### Work instruction:
Only an exact copy of the records, from the line with "Where exactly is the handrail" through the last line, is wanted.

### Recorded information:
━━━
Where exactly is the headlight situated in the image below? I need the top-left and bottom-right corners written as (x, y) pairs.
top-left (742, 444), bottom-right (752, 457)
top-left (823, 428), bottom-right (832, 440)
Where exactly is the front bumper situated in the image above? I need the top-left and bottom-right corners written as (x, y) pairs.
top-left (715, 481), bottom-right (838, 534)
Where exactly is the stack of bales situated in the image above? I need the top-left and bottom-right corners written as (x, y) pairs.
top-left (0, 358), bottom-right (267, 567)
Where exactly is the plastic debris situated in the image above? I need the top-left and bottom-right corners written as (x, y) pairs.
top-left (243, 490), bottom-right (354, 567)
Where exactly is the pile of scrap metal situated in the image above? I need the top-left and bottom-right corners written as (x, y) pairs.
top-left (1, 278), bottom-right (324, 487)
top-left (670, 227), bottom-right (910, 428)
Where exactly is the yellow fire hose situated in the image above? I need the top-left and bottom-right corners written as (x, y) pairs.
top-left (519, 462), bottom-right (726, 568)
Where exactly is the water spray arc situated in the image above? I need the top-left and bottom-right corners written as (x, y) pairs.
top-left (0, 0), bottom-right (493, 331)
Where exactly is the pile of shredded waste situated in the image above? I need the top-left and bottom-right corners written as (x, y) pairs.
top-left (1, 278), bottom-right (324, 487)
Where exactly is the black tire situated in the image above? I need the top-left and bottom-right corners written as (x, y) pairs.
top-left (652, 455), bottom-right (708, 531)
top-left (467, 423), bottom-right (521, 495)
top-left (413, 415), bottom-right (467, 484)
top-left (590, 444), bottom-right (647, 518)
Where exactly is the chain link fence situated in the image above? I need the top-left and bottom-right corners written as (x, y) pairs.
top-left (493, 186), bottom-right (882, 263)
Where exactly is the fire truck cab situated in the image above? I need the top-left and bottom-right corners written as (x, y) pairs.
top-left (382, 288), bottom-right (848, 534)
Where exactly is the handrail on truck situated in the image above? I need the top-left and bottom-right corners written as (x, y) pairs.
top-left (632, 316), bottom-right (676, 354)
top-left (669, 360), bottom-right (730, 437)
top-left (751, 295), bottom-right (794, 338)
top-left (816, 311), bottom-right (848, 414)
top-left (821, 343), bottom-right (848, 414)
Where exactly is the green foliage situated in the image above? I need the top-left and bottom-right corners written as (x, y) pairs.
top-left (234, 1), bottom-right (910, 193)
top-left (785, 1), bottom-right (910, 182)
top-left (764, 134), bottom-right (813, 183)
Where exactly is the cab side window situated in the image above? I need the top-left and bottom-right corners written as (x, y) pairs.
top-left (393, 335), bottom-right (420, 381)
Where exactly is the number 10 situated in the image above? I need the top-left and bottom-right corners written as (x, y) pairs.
━━━
### The completed task:
Where exactly is the handrail on truck situated in the image above? I need the top-left and bottom-right corners written as (x, y) pairs.
top-left (632, 316), bottom-right (676, 354)
top-left (669, 360), bottom-right (730, 437)
top-left (751, 295), bottom-right (794, 338)
top-left (816, 311), bottom-right (848, 414)
top-left (821, 343), bottom-right (848, 414)
Where exactly is the green foliage situated in the image above? I need the top-left and bottom-right corners written as (x, y) pairs.
top-left (234, 1), bottom-right (910, 193)
top-left (785, 1), bottom-right (910, 182)
top-left (764, 134), bottom-right (813, 183)
Where exactly is the cab side window situated in the image above? I need the top-left and bottom-right corners written as (x, y) pairs.
top-left (393, 335), bottom-right (420, 381)
Where exactly is the number 10 situated in the image above? I need the top-left and bottom-right corners written as (x, y) pairs.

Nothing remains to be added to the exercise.